■ Instructions for the task ■
Rewrite every line of the items below as a numbered list, skipping blank lines. Omit the pictures from your answer.

■ Data to process ■
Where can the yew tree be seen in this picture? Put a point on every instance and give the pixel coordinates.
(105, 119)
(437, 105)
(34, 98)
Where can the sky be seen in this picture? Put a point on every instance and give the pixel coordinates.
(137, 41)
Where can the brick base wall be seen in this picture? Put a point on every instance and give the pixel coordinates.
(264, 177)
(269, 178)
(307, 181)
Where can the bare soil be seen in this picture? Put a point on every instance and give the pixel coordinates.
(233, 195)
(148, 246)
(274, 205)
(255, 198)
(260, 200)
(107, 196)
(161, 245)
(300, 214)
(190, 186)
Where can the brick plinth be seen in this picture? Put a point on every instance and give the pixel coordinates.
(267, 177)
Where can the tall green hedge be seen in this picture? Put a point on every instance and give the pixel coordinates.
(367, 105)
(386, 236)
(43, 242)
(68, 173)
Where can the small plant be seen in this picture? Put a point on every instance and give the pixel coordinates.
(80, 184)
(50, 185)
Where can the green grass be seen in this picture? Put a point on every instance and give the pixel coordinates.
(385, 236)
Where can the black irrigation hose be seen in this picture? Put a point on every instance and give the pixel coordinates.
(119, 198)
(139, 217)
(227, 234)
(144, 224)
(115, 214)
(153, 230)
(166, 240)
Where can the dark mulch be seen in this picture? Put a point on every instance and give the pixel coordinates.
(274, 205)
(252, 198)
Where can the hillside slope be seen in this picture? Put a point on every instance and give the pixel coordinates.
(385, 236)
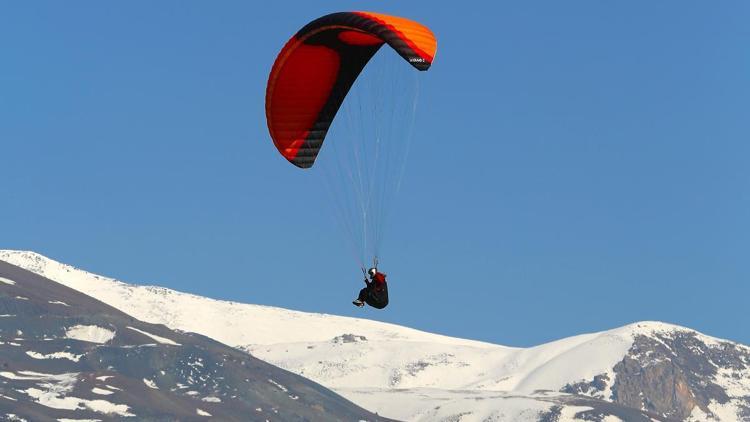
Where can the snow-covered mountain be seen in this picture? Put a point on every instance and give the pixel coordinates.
(65, 356)
(643, 371)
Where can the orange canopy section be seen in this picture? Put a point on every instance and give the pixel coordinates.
(317, 67)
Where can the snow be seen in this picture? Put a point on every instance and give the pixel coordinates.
(78, 420)
(90, 333)
(150, 384)
(54, 390)
(7, 281)
(156, 338)
(56, 355)
(399, 372)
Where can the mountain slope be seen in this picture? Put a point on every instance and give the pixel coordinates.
(64, 354)
(644, 371)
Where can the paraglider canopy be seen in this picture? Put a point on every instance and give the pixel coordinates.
(318, 65)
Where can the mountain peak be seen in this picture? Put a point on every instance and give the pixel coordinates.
(647, 370)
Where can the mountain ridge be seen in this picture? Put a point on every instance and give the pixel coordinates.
(413, 375)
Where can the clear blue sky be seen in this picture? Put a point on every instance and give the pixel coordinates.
(582, 165)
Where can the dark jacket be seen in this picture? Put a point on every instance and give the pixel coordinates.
(376, 292)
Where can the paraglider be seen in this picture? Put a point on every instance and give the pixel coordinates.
(375, 293)
(310, 81)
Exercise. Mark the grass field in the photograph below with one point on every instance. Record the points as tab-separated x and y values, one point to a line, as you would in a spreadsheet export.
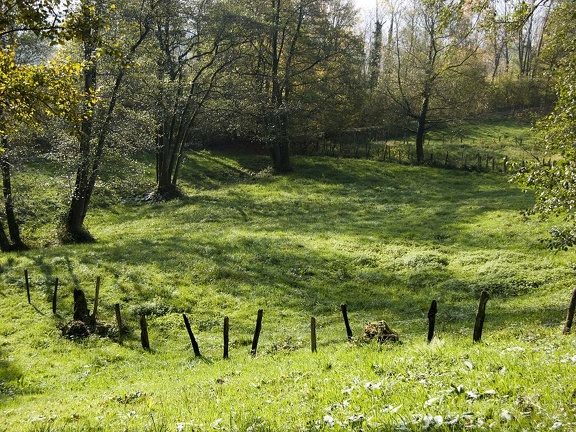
385	239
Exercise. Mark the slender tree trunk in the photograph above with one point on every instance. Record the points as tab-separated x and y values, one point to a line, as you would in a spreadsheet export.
13	227
74	230
421	130
15	242
5	245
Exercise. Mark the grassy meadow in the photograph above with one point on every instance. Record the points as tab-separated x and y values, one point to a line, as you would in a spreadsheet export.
385	239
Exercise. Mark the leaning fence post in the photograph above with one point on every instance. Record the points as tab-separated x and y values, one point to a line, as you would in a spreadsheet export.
27	285
118	322
570	315
344	310
226	336
432	320
313	334
96	295
55	296
144	333
480	315
192	338
257	332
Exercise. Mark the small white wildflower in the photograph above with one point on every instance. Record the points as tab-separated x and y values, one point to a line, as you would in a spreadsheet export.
506	416
329	420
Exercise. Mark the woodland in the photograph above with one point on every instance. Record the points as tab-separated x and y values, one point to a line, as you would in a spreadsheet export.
83	82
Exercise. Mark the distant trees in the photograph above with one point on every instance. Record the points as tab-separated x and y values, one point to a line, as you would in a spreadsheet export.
298	67
555	183
30	86
431	60
195	41
162	75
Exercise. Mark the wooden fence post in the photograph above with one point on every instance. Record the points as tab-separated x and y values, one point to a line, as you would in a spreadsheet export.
344	310
144	333
27	285
226	336
118	322
192	338
257	332
480	315
313	334
54	297
570	315
432	320
96	295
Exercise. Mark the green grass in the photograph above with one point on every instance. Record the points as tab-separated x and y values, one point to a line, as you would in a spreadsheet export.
385	239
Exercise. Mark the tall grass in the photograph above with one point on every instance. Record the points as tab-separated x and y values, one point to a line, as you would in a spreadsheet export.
383	238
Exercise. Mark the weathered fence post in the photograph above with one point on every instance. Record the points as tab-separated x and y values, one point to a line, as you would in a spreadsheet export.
344	310
480	315
27	285
226	336
96	296
570	315
257	332
313	334
192	338
144	333
432	319
118	322
54	297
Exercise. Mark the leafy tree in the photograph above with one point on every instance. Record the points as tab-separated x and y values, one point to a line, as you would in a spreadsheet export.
28	89
115	46
555	183
299	75
435	57
195	43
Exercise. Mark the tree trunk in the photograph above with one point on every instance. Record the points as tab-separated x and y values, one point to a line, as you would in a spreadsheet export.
421	130
74	230
5	245
15	242
13	228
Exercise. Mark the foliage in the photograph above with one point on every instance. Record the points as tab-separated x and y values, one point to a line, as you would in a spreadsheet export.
554	182
30	91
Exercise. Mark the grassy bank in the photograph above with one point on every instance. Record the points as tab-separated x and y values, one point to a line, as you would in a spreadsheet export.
383	238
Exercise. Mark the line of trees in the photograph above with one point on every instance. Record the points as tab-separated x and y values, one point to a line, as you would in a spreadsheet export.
161	75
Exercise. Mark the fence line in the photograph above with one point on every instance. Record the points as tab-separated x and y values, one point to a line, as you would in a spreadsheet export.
144	337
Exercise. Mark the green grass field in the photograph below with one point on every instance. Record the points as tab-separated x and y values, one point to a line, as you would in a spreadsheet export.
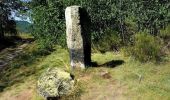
115	77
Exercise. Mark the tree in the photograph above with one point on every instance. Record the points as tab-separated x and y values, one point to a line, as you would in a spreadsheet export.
7	25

■ Solution ■
1. Where can the yew tree be seen in this picture? Put a point on every instance and give the pixel coordinates.
2. (105, 119)
3. (437, 105)
4. (34, 98)
5. Where can the sky be seen in this picture? Put a point on every instance and give the pixel coordinates.
6. (137, 41)
7. Where can the brick base wall be seen in this picture? Put a point on every instance and give the pixel coordinates.
8. (264, 177)
9. (269, 178)
10. (307, 181)
11. Where can the bare soil be seen in this picture? Put a point on every instance and give the pixel coordinates.
12. (233, 195)
13. (148, 246)
14. (274, 205)
15. (255, 198)
16. (260, 200)
17. (107, 196)
18. (161, 245)
19. (300, 214)
20. (190, 186)
21. Where can the brick plinth be seen in this picture? Put a point on every instance and give the pixel coordinates.
22. (267, 177)
23. Where can the tall green hedge be seen in this picture? Put a point on every instance and give the pixel coordinates.
24. (367, 105)
25. (386, 236)
26. (43, 242)
27. (68, 173)
28. Where can the small plant be seen in this picture? Put a point on every instance and give the pixel coordinates.
29. (80, 184)
30. (50, 185)
31. Where can the green grass be seen in this picture? Put a point on every instance and give the pixel coordinates.
32. (385, 236)
33. Where can the black irrigation hose be seen in this picture? Put a point on every instance and give the pixel coordinates.
34. (119, 198)
35. (139, 217)
36. (227, 234)
37. (144, 224)
38. (115, 214)
39. (153, 230)
40. (166, 240)
41. Where can the dark mulch be seen in this picture? Put a point on every instance and give the pixel coordinates.
42. (274, 205)
43. (252, 198)
44. Where can the hillside slope be seen in this picture? Put a point on every instance and give the pixel coordinates.
45. (385, 236)
46. Where can the snow-covered mountain be seen in this picture? Put a point on every instance and give the pixel coordinates.
47. (65, 356)
48. (643, 371)
49. Where can the orange canopy section be seen in this picture? Put a point on every instance and give the pixel coordinates.
50. (317, 67)
51. Where can the snow be seen in this picture? Put a point on every instance and give the pixel coordinates.
52. (78, 420)
53. (90, 333)
54. (150, 384)
55. (54, 390)
56. (7, 281)
57. (156, 338)
58. (56, 355)
59. (399, 372)
60. Where can the mountain slope be seen in this picture? Put a point on every instance and give the pixel coordinates.
61. (64, 354)
62. (644, 371)
63. Where can the paraglider canopy be seen in this picture? Put a point on every instance and give the pixel coordinates.
64. (318, 65)
65. Where can the mountain peak be seen in this picture? Put a point on every instance and give the pixel coordinates.
66. (647, 370)
67. Where can the mountain ridge be seen in this picture? Put a point on every instance and give the pixel coordinates.
68. (413, 375)
69. Where can the clear blue sky be seen in this picture? Put a point on every instance and give the pixel coordinates.
70. (582, 165)
71. Where can the dark jacket be seen in this picture? Put a point on every instance and give the pixel coordinates.
72. (376, 292)
73. Where can the paraglider be seen in this picture? Put a point on every instance and give the pixel coordinates.
74. (375, 293)
75. (310, 81)
76. Exercise. Mark the grass field in the photograph below with one point on every instance. Record the points as tab-separated x and y values, one point to a line, as you would in a spreadsheet export.
77. 385	239
78. Exercise. Mark the slender tree trunk in the photograph above with one point on every instance. Record the points as tab-separated x and y values, one point to a line, as you would in a spreadsheet export.
79. 13	227
80. 74	230
81. 421	130
82. 15	242
83. 5	245
84. Exercise. Mark the grassy meadow in the photograph above with one point on every instance. Record the points as tab-separated x and y values, one point to a line, as you would in a spreadsheet export.
85. 385	239
86. Exercise. Mark the leaning fence post in the photograph above with one point on every instance. Record the points as tab-separated x and y values, one point to a line, as you would in a spreadsheet export.
87. 27	285
88. 118	322
89. 570	315
90. 344	310
91. 226	336
92. 432	320
93. 313	334
94. 96	295
95. 55	296
96. 144	333
97. 480	315
98. 192	338
99. 257	332
100. Exercise. Mark the small white wildflower in the photograph above with one point on every instance. Record the points as tab-separated x and y values, one point to a line, as you would in a spreadsheet export.
101. 506	416
102. 329	420
103. Exercise. Mark the woodland in the photograph above with one point on every instance. Record the points as tab-separated x and y values, one point to a line, as you would in a spreadsheet export.
104. 83	82
105. Exercise. Mark the distant trees in the photograph above with one point on every instance. Record the points as tab-separated x and y values, one point to a line, as you would in a spreadsheet export.
106. 298	67
107. 555	183
108. 30	86
109. 431	60
110. 195	41
111. 162	75
112. Exercise. Mark the wooden fence post in the photograph above with one point on every instance. Record the points as tab-separated x and y values, one point to a line, as you would in a spreadsheet export.
113. 344	310
114. 144	333
115. 27	285
116. 226	336
117. 118	322
118. 192	338
119. 257	332
120. 480	315
121. 313	334
122. 54	297
123. 570	315
124. 432	320
125. 96	295
126. Exercise. Mark the green grass in the photograph above with one point on every instance. Record the points as tab-separated x and y values, one point to a line, as you would in a spreadsheet export.
127. 385	239
128. Exercise. Mark the tall grass in the photograph above with one point on every instance. Record the points as tab-separated x and y values, one point to a line, as you would in a spreadsheet export.
129. 383	238
130. Exercise. Mark the weathered fence post in the photograph above with one point on every instance. Record the points as tab-separated x and y values, one point to a line, as you would in a spreadsheet export.
131. 344	310
132. 480	315
133. 27	285
134. 226	336
135. 96	296
136. 570	315
137. 257	332
138. 313	334
139. 192	338
140. 144	333
141. 432	319
142. 118	322
143. 54	297
144. Exercise. Mark the leafy tree in the photograph above with one point on every instance. Record the points as tab-separated x and y values, one point to a line, as you would in a spreadsheet export.
145. 28	89
146. 115	46
147. 555	183
148. 299	75
149. 435	57
150. 195	43
151. Exercise. Mark the tree trunk in the photograph above with one point on every instance. Record the points as tab-separated x and y values, one point to a line, as you would in a spreadsheet export.
152. 421	130
153. 74	230
154. 5	245
155. 15	242
156. 13	228
157. Exercise. Mark the foliage in the photograph above with one point on every instance. Record the points as tab-separated x and y values, one point to a line, as you would in a spreadsheet export.
158. 554	182
159. 30	91
160. Exercise. Mark the grassy bank in the photograph above with one point on every instance. Record the points as tab-separated x and y values, one point to a line, as you would in a spreadsheet export.
161. 383	238
162. Exercise. Mark the line of trees in the photograph above with one point on every instance. Record the points as tab-separated x and y values, one point to a line, as you would in a spreadsheet export.
163. 161	75
164. Exercise. Mark the fence line in the photograph above with one point on every instance. Record the points as tab-separated x and y values, one point to a line, as you would in a spreadsheet export.
165. 144	337
166. Exercise. Mark the green grass field in the photograph below with one point on every instance. Record the points as tab-separated x and y values, one point to a line, as you would in a spreadsheet export.
167. 115	77
168. Exercise. Mark the tree in the photograph above with one point on every instance. Record the points as tab-separated x and y values, one point to a line, as you would in a spreadsheet export.
169. 7	25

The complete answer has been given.